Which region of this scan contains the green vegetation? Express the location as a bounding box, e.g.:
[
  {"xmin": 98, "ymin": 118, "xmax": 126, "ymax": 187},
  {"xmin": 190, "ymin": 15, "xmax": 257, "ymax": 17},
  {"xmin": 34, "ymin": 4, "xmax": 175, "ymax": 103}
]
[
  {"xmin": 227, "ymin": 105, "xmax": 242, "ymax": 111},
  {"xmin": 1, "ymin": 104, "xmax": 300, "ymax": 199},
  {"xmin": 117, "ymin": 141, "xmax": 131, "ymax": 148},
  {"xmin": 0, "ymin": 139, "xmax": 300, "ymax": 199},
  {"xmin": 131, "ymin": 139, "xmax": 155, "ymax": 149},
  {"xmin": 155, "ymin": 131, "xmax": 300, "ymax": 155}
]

****************************************

* _TASK OBJECTIVE_
Could you return every record above exactly as written?

* _FINAL ANSWER_
Which region of this scan contains the green vegetation? Express the location as a bounding box, e.g.:
[
  {"xmin": 98, "ymin": 118, "xmax": 126, "ymax": 187},
  {"xmin": 190, "ymin": 15, "xmax": 257, "ymax": 17},
  {"xmin": 34, "ymin": 4, "xmax": 175, "ymax": 103}
]
[
  {"xmin": 227, "ymin": 105, "xmax": 242, "ymax": 111},
  {"xmin": 1, "ymin": 104, "xmax": 300, "ymax": 199},
  {"xmin": 117, "ymin": 141, "xmax": 131, "ymax": 148},
  {"xmin": 0, "ymin": 139, "xmax": 300, "ymax": 199},
  {"xmin": 131, "ymin": 139, "xmax": 155, "ymax": 149},
  {"xmin": 155, "ymin": 131, "xmax": 300, "ymax": 155}
]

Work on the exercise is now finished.